TASK MATERIAL START

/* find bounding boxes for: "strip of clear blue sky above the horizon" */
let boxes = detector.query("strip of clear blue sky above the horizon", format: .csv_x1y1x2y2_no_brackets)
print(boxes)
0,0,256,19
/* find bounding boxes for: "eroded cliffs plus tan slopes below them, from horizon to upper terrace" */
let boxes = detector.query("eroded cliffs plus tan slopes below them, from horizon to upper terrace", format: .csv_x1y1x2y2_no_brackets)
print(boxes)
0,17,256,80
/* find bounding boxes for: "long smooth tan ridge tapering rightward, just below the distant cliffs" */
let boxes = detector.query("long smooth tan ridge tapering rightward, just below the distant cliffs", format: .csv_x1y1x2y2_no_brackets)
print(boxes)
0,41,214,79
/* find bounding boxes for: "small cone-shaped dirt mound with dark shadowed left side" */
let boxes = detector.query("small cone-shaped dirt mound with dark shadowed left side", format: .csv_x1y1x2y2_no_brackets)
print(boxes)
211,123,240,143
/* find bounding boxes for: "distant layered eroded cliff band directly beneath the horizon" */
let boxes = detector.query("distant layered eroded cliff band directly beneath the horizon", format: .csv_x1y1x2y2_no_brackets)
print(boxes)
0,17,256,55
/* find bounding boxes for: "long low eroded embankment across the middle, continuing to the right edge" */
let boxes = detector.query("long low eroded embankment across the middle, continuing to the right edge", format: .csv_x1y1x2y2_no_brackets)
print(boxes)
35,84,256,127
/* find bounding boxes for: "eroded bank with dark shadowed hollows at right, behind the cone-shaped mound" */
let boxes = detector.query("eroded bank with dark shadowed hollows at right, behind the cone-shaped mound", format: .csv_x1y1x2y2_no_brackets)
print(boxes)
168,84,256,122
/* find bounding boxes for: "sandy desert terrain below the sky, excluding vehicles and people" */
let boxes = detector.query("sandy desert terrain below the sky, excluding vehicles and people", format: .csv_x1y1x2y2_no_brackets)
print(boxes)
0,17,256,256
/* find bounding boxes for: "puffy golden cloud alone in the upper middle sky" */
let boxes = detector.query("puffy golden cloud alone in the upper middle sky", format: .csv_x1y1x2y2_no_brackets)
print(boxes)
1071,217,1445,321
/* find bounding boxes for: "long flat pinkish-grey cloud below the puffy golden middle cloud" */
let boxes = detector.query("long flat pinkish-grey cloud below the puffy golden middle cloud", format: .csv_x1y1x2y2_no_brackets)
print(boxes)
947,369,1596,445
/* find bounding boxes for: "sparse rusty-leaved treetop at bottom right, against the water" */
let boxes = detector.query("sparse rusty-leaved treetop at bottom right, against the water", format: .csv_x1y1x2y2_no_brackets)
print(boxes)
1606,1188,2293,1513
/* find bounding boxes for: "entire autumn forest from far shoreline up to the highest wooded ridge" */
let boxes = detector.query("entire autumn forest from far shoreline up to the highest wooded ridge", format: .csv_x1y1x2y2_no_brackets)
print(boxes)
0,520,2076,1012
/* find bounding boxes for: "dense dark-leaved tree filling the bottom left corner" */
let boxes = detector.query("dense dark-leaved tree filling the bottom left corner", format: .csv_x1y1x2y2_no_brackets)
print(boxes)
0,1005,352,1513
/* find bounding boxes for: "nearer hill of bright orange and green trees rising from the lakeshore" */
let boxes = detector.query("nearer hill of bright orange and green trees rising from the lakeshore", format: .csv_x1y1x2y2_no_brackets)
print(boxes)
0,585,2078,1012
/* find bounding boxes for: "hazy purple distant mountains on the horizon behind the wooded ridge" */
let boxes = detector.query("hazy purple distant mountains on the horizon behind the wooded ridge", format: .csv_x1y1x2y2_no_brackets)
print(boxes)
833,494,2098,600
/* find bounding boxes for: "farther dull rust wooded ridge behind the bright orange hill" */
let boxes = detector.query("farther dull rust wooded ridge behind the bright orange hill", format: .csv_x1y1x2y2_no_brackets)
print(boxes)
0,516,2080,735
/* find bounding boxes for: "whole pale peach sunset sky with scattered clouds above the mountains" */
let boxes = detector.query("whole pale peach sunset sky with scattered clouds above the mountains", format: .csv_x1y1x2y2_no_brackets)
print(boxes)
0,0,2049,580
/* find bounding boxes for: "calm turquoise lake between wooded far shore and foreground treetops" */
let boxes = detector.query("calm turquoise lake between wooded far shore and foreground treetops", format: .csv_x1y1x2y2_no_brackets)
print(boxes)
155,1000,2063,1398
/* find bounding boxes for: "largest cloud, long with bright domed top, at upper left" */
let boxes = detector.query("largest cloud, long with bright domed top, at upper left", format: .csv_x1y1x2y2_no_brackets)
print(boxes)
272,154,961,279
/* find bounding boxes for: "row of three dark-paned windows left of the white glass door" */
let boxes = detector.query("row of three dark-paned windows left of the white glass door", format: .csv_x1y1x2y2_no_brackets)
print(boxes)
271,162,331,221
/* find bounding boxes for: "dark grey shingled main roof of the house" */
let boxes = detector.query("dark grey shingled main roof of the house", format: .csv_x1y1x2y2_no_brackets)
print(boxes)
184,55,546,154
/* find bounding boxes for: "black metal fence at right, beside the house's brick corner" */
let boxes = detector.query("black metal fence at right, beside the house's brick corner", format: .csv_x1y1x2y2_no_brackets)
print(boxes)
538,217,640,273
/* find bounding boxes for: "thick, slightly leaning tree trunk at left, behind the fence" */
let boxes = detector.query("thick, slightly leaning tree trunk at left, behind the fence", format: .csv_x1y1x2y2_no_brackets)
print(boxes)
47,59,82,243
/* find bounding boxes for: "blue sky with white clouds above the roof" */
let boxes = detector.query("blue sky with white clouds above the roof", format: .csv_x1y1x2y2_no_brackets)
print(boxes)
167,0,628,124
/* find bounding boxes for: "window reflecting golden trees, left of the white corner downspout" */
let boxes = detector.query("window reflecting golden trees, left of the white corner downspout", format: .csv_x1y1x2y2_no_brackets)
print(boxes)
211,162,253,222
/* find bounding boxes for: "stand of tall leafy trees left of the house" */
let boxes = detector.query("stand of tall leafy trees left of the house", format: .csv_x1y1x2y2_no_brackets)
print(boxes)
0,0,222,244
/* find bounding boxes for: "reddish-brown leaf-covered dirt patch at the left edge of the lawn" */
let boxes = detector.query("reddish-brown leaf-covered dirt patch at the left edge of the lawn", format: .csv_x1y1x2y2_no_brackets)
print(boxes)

TASK MATERIAL END

- ABOUT THIS TASK -
Take the entries above and return all of them exactly.

- EXPECTED ANSWER -
/* find bounding boxes for: "strip of clear blue sky above the horizon" */
let boxes = detector.query("strip of clear blue sky above the horizon", format: .csv_x1y1x2y2_no_brackets)
print(boxes)
0,0,256,19
/* find bounding boxes for: "eroded cliffs plus tan slopes below them, from horizon to upper terrace" */
let boxes = detector.query("eroded cliffs plus tan slopes below them, from horizon to upper terrace", format: .csv_x1y1x2y2_no_brackets)
print(boxes)
0,17,256,80
/* find bounding boxes for: "long smooth tan ridge tapering rightward, just below the distant cliffs" */
let boxes = detector.query("long smooth tan ridge tapering rightward, just below the distant cliffs", format: .csv_x1y1x2y2_no_brackets)
print(boxes)
0,41,214,79
/* find bounding boxes for: "small cone-shaped dirt mound with dark shadowed left side" */
let boxes = detector.query("small cone-shaped dirt mound with dark shadowed left side", format: .csv_x1y1x2y2_no_brackets)
print(boxes)
211,123,240,143
/* find bounding boxes for: "distant layered eroded cliff band directly beneath the horizon" */
let boxes = detector.query("distant layered eroded cliff band directly beneath the horizon", format: .csv_x1y1x2y2_no_brackets)
print(boxes)
0,17,256,55
/* find bounding boxes for: "long low eroded embankment across the middle, continuing to the right edge" */
let boxes = detector.query("long low eroded embankment across the middle, continuing to the right edge", format: .csv_x1y1x2y2_no_brackets)
print(boxes)
35,84,256,127
/* find bounding boxes for: "eroded bank with dark shadowed hollows at right, behind the cone-shaped mound" */
let boxes = detector.query("eroded bank with dark shadowed hollows at right, behind the cone-shaped mound", format: .csv_x1y1x2y2_no_brackets)
print(boxes)
168,84,256,122
/* find bounding boxes for: "sandy desert terrain below the sky, excluding vehicles and people" */
let boxes = detector.query("sandy desert terrain below the sky, excluding vehicles and people", format: .csv_x1y1x2y2_no_brackets)
print(boxes)
0,17,256,256
/* find bounding boxes for: "puffy golden cloud alone in the upper middle sky" */
let boxes = detector.query("puffy golden cloud alone in the upper middle sky", format: .csv_x1y1x2y2_no_brackets)
print(boxes)
1071,217,1445,321
/* find bounding boxes for: "long flat pinkish-grey cloud below the puffy golden middle cloud" */
let boxes = detector.query("long flat pinkish-grey cloud below the puffy golden middle cloud", format: .csv_x1y1x2y2_no_brackets)
print(boxes)
947,369,1596,445
/* find bounding boxes for: "sparse rusty-leaved treetop at bottom right, against the water" */
let boxes = detector.query("sparse rusty-leaved treetop at bottom right, against the water", format: .csv_x1y1x2y2_no_brackets)
print(boxes)
1606,1188,2293,1513
/* find bounding boxes for: "entire autumn forest from far shoreline up to the highest wooded ridge" */
let boxes = detector.query("entire autumn forest from far shoreline up to the highest wooded ridge", format: .csv_x1y1x2y2_no_brackets)
print(boxes)
0,520,2076,1012
/* find bounding boxes for: "dense dark-leaved tree filling the bottom left corner" */
let boxes = detector.query("dense dark-leaved tree filling the bottom left corner", format: .csv_x1y1x2y2_no_brackets)
print(boxes)
0,1005,352,1513
/* find bounding boxes for: "nearer hill of bright orange and green trees rising from the lakeshore" */
let boxes = detector.query("nearer hill of bright orange and green trees rising from the lakeshore", format: .csv_x1y1x2y2_no_brackets)
print(boxes)
0,585,2078,1012
/* find bounding boxes for: "hazy purple distant mountains on the horizon behind the wooded ridge" */
let boxes = detector.query("hazy purple distant mountains on the horizon behind the wooded ridge", format: .csv_x1y1x2y2_no_brackets)
print(boxes)
833,494,2098,600
/* find bounding boxes for: "farther dull rust wooded ridge behind the bright orange hill" */
let boxes = detector.query("farther dull rust wooded ridge behind the bright orange hill", format: .csv_x1y1x2y2_no_brackets)
print(boxes)
0,516,2080,735
/* find bounding boxes for: "whole pale peach sunset sky with scattered clouds above the mountains" */
let boxes = detector.query("whole pale peach sunset sky with scattered clouds above the mountains", format: .csv_x1y1x2y2_no_brackets)
print(boxes)
0,0,2049,580
/* find bounding boxes for: "calm turquoise lake between wooded far shore and foreground treetops" */
let boxes = detector.query("calm turquoise lake between wooded far shore and foreground treetops", format: .csv_x1y1x2y2_no_brackets)
print(boxes)
155,1000,2063,1398
/* find bounding boxes for: "largest cloud, long with bright domed top, at upper left" */
let boxes = detector.query("largest cloud, long with bright domed top, at upper left", format: .csv_x1y1x2y2_no_brackets)
print(boxes)
272,154,961,279
/* find bounding boxes for: "row of three dark-paned windows left of the white glass door" */
let boxes = detector.query("row of three dark-paned windows left of the white glass door", format: .csv_x1y1x2y2_no_brackets)
print(boxes)
271,162,331,221
/* find bounding boxes for: "dark grey shingled main roof of the house" */
let boxes = detector.query("dark grey shingled main roof of the house", format: .csv_x1y1x2y2_no_brackets)
print(boxes)
184,55,546,154
/* find bounding boxes for: "black metal fence at right, beside the house's brick corner" */
let boxes = detector.query("black metal fence at right, beside the house's brick corner", format: .csv_x1y1x2y2_no_brackets)
print(boxes)
538,217,640,273
/* find bounding boxes for: "thick, slightly leaning tree trunk at left, behind the fence" */
let boxes = detector.query("thick, slightly leaning tree trunk at left, behind the fence", format: .csv_x1y1x2y2_no_brackets)
print(boxes)
47,59,82,243
/* find bounding boxes for: "blue sky with white clouds above the roof" */
let boxes = detector.query("blue sky with white clouds above the roof", format: .csv_x1y1x2y2_no_brackets)
print(boxes)
167,0,628,124
/* find bounding boxes for: "window reflecting golden trees, left of the white corner downspout" */
let boxes = detector.query("window reflecting golden trees, left of the white corner downspout", format: .csv_x1y1x2y2_no_brackets)
print(boxes)
211,162,253,222
/* find bounding boxes for: "stand of tall leafy trees left of the house" */
let boxes = detector.query("stand of tall leafy trees left of the house", format: .csv_x1y1x2y2_no_brackets)
print(boxes)
0,0,222,244
/* find bounding boxes for: "reddish-brown leaf-covered dirt patch at the left edge of the lawn" */
let boxes = detector.query("reddish-brown leaf-covered dirt patch at the left edge of the lawn", format: .csv_x1y1x2y2_no_brackets)
print(boxes)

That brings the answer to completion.